→ Directions
In the news report below on the oil production cut and a Brazilian drug study, how many barrels a day will the OPEC Plus plan cut, and in which months?

Oil-producing nations on Sunday agreed to the largest production cut ever negotiated, in an unprecedented coordinated effort by Russia, Saudi Arabia and the United States to stabilize oil prices and, indirectly, global financial markets.

It was unclear, however, whether the cuts would be enough to bolster prices. Before the coronavirus crisis, 100 million barrels of oil each day fueled global commerce, but demand is down about 35 percent. While significant, the cuts fall far short of what is needed to bring oil production in line with demand.

The plan by OPEC, Russia and other allied producers in a group known as OPEC Plus will slash 9.7 million barrels a day in May and June, or close to 10 percent of the world’s output.

The agreement was the result of more than a week of telephone conversations involving Mr. Trump; the Saudi crown prince, Mohammed bin Salman; and President Vladimir V. Putin of Russia. It should bring some relief to struggling economies in the Middle East and Africa and global oil companies, including American firms that directly and indirectly employ 10 million workers.

The reaction in oil markets on Monday was largely muted. Brent crude, the international benchmark, was unchanged at $31.47 a barrel, while West Texas Intermediate, the main U.S. marker, was up 1 percent to $22.98 a barrel.

“This is at least a temporary relief for the energy industry and for the global economy,” said Per Magnus Nysveen, head of analysis for Rystad Energy, a Norwegian consultancy. “The industry is too big to be let to fail.”

A drug study ends in Brazil over concerns of fatal heart complications.

A small study of chloroquine, which is closely related to the hydroxychloroquine drug that President Trump has promoted, was halted in Brazil after coronavirus patients taking a higher dose developed irregular heart rates that increased their risk of a potentially fatal arrhythmia.

The study, which involved 81 hospitalized patients in the city of Manaus, was sponsored by the Brazilian state of Amazonas. Roughly half the participants were prescribed 450 milligrams of chloroquine twice daily for five days, while the rest were prescribed 600 milligrams for 10 days.

Within three days, researchers started noticing heart arrhythmias in patients taking the higher dose. By the sixth day of treatment, 11 patients had died, leading to an immediate end to the high-dose segment of the trial.

“To me, this study conveys one useful piece of information, which is that chloroquine causes a dose-dependent increase in an abnormality in the E.C.G. that could predispose people to sudden cardiac death,” said Dr. David Juurlink, an internist and the head of the division of clinical pharmacology at the University of Toronto, referring to an electrocardiogram, which reads the heart’s electrical activity.

The researchers said the study did not have enough patients in the lower-dose trial to conclude whether chloroquine was effective in patients with severe cases of Covid-19, the disease caused by the coronavirus.

Patients in the trial were also given the antibiotic azithromycin, which carries the same heart risk. Hospitals in the United States are using azithromycin to treat coronavirus patients, often in combination with hydroxychloroquine.

→ The data

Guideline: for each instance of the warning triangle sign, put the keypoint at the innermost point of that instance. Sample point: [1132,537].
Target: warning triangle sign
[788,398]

→ Solution to the exercise
9.7 million barrels a day, in May and June.